#### Text segment:
Start of Block

Service dogs are dogs that act as aides or companions to people with a disability. This traditionally includes people with visual, hearing, or mobility impairments. However, service dogs can also assist people who have a condition that is not visible, e.g. diabetes, as well as mental health conditions, such as depression, anxiety, and post-traumatic stress disorder (PTSD).
Service dogs are very different from regular pets. To obtain legal recognition as a service animal, these dogs undergo training to perform tasks that can be of assistance to someone with a disability. Depending on the unique needs of the person, this can mean anything from finding help during a medical emergency to bringing medication to a person in times of a crisis.
What are Psychiatric Service Dogs?
Similar to “standard” service dogs, these psychiatric service dogs are coached to help people in need of assistance with their chores and tasks and protection from harm.
Typically, these dogs help the elderly with dementia or Alzheimer’s or people with mental health conditions that may impede their daily lives. For example, you can get a service dog for depression if your condition prevents you from performing normal everyday tasks.

End of Block

#### Record extracts:
Start of Block

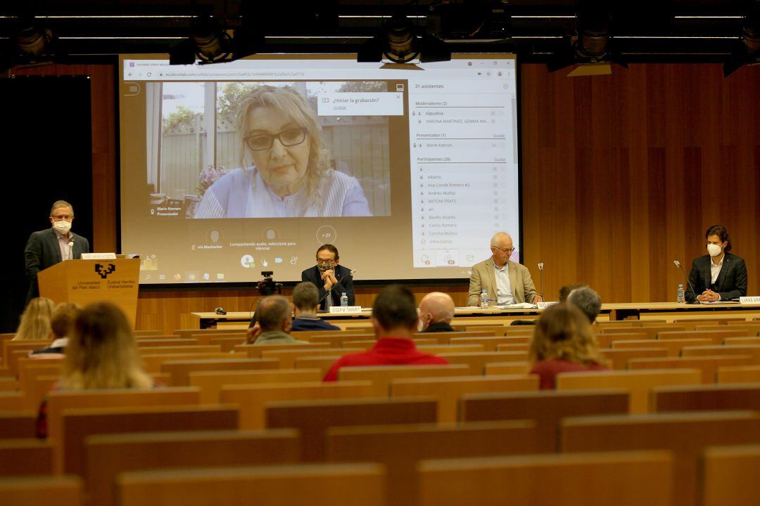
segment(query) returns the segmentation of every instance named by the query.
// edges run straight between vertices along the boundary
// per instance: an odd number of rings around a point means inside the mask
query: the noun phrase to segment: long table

End of Block
Start of Block

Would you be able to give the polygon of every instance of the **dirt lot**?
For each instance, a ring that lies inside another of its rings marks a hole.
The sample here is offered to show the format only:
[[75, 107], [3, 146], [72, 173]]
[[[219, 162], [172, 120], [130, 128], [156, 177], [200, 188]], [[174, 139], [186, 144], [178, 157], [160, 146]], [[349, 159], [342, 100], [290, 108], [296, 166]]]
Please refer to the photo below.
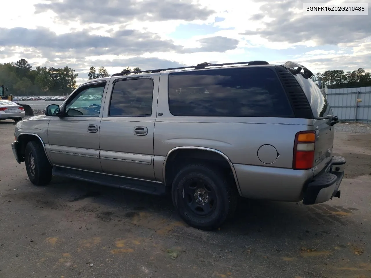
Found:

End of Block

#### Aim of the task:
Retype the text about service dogs from "Service dogs are very" to "normal everyday tasks." word for word.

#### Solution for this task:
Service dogs are very different from regular pets. To obtain legal recognition as a service animal, these dogs undergo training to perform tasks that can be of assistance to someone with a disability. Depending on the unique needs of the person, this can mean anything from finding help during a medical emergency to bringing medication to a person in times of a crisis.
What are Psychiatric Service Dogs?
Similar to “standard” service dogs, these psychiatric service dogs are coached to help people in need of assistance with their chores and tasks and protection from harm.
Typically, these dogs help the elderly with dementia or Alzheimer’s or people with mental health conditions that may impede their daily lives. For example, you can get a service dog for depression if your condition prevents you from performing normal everyday tasks.